Short problem: Please count the lines in the rows below that contain the string "jacket" and give only that number.

Excerpt from a dataset:
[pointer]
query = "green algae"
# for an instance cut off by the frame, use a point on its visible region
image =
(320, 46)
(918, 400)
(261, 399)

...

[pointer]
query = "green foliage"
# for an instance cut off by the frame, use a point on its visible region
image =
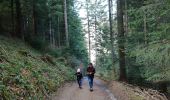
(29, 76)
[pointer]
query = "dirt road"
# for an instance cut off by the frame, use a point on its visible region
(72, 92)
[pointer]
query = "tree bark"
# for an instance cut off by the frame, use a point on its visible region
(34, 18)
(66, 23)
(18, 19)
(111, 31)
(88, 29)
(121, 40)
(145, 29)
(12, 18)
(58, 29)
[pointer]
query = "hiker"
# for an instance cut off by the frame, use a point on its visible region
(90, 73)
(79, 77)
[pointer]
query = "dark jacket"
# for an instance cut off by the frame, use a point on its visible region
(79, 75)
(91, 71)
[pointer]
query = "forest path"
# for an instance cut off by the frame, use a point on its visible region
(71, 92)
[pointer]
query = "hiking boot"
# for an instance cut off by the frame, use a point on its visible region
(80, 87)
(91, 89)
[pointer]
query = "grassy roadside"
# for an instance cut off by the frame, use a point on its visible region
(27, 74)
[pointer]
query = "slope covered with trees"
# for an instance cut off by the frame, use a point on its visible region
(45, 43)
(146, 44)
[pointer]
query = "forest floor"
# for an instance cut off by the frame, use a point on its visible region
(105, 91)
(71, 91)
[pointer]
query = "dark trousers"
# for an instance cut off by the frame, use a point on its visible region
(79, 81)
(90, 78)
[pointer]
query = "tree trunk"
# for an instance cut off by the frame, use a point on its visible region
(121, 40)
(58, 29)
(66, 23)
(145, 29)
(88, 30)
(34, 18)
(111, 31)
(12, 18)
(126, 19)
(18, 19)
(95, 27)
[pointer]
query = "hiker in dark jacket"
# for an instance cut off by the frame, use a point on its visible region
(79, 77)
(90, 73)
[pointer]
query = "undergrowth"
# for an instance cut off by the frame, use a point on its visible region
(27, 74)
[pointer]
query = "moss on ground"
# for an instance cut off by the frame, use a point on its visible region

Output for this exercise: 2